_CONSIGNE 1_
Recopiez mot pour mot les lignes des enregistrements ci-dessous, depuis celle qui contient « as in (48,849) » jusqu'à la fin des enregistrements, ces deux bornes comprises. N'incluez pas les images dans votre réponse.

_EXTRAIT SOURCE_
---

Le 18 novembre 1918, une semaine après avoir aboli la monarchie de droit divin, le gouvernement mit fin au patronat de droit divin. Avec l’introduction de la journée de travail de huit heures, la république faisait son entrée triomphale dans l’entreprise privée. Le peuple ouvrier s’emparait de l’idée républicaine et essayait de la traduire en revendications matérielles. La république devenait république sociale.
Reuter avait voulu sauver la grande-duchesse en liant son sort à une aléatoire consultation populaire. Il se sauva surtout lui-même et n’empêcha pas les événements de suivre leur cours. Les Luxembourgeois étaient enfin libres de dire ce qu’ils pensaient et de faire ce qui leur semblait juste. Ils allaient le faire dans un joli désordre. C’était cela aussi, la république.
Tout le monde ne s’était certainement pas converti du jour au lendemain aux bienfaits d’une république luxembourgeoise. Tandis que la capitale et le Bassin Minier résonnaient du bruit des manifestations antidynastiques, la campagne restait étrangement silencieuse.

---

_DOCUMENTS FOURNIS_
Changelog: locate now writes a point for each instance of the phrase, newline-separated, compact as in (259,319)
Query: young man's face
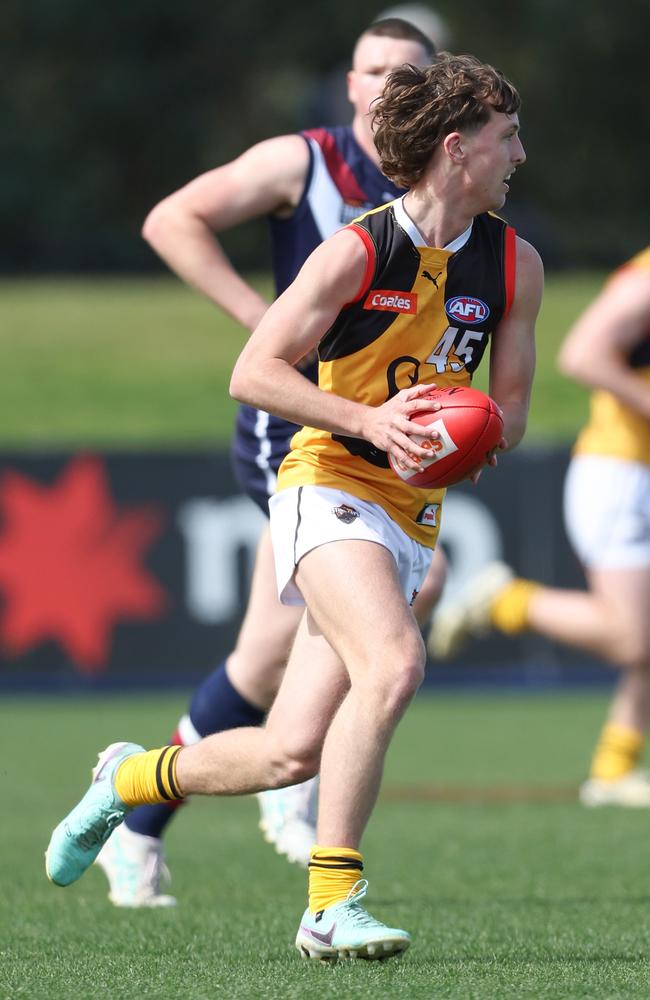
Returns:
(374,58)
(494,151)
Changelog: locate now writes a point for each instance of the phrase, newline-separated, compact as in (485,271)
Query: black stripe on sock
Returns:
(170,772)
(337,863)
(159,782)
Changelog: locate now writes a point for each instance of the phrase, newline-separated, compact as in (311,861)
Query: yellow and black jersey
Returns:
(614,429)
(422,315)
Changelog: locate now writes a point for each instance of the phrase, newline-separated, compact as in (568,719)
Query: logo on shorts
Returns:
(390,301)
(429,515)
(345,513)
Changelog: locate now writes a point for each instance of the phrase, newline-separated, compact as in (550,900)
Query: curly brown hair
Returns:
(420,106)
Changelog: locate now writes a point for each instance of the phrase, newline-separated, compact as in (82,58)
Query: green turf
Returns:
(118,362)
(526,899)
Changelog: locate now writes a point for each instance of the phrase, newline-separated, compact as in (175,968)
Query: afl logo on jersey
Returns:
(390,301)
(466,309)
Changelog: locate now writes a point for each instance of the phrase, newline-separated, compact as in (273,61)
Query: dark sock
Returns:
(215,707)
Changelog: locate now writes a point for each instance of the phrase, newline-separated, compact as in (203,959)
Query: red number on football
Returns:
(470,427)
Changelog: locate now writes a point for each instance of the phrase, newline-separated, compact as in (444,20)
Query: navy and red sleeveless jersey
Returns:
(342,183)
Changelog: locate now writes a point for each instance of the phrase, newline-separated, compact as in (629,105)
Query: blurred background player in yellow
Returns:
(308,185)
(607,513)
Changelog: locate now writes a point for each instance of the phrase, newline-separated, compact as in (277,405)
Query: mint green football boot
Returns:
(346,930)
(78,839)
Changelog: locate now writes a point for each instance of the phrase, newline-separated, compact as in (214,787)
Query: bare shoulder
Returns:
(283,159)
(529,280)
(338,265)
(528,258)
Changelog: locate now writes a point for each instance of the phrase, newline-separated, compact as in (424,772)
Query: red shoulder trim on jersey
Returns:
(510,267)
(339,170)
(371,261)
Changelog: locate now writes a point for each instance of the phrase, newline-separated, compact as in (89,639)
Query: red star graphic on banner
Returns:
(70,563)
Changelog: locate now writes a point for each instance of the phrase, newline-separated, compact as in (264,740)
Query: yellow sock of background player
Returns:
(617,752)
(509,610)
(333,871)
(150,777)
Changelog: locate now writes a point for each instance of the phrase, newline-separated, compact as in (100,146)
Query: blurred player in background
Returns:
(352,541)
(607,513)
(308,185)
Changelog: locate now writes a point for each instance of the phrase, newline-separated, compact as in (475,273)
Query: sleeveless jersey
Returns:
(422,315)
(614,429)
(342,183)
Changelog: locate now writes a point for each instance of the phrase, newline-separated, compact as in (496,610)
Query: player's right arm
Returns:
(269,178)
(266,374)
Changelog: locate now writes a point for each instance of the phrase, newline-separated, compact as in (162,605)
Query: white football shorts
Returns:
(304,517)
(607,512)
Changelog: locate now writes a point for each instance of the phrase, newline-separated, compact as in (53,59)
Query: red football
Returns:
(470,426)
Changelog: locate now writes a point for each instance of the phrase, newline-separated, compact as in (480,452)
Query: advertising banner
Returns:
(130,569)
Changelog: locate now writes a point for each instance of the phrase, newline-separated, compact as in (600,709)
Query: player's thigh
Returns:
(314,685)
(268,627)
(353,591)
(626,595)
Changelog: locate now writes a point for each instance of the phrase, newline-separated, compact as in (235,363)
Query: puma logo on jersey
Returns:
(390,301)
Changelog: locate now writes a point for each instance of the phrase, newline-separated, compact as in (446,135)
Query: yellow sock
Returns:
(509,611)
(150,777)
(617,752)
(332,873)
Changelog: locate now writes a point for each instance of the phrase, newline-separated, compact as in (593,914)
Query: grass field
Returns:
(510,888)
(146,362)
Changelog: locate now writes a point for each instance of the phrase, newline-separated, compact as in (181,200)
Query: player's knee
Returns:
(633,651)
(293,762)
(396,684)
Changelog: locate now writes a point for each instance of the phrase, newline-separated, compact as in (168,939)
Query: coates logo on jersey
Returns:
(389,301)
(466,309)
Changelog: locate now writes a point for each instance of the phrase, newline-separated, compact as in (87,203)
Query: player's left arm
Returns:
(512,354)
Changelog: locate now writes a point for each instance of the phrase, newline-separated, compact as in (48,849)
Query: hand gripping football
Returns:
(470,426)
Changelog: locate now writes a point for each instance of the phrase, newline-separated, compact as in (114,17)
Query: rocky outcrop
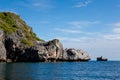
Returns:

---

_CONSIGNE 2_
Poursuivez l'extrait sur la naissance de la république au Luxembourg en 1918 à la suite de sa dernière phrase.

_RÉSULTAT FINAL 1_
Changelog: locate now writes a point for each instance of the phrase, newline-separated, compact as in (48,849)
Query: hand gripping football
Returns:
(470,426)
Changelog: locate now writes a point for each instance of the phrase, newline-separated, compact as in (114,17)
Query: rocky outcrop
Returns:

_RÉSULTAT FINAL 2_
La guerre avait creusé un fossé profond entre les villes et la campagne, entre les producteurs et les consommateurs, entre ceux qui avaient des réserves pour survivre ou s’enrichir et ceux qui n’avaient que leurs bras pour travailler et beaucoup de bouches à nourrir. Les paysans n’aimaient pas plus les envahisseurs que leurs cousins du Sud et du Centre, mais ils n’attendaient rien de bon d’une république anticléricale et revancharde et ils étaient prêts à écouter les rancœurs d’un clergé profondément germanophile et francophobe, profondément blessé par leur départ de l’école. Pour eux la monarchie pouvait être un bouclier et un recours. Qui les protégerait autrement de l’orage et de la grêle ?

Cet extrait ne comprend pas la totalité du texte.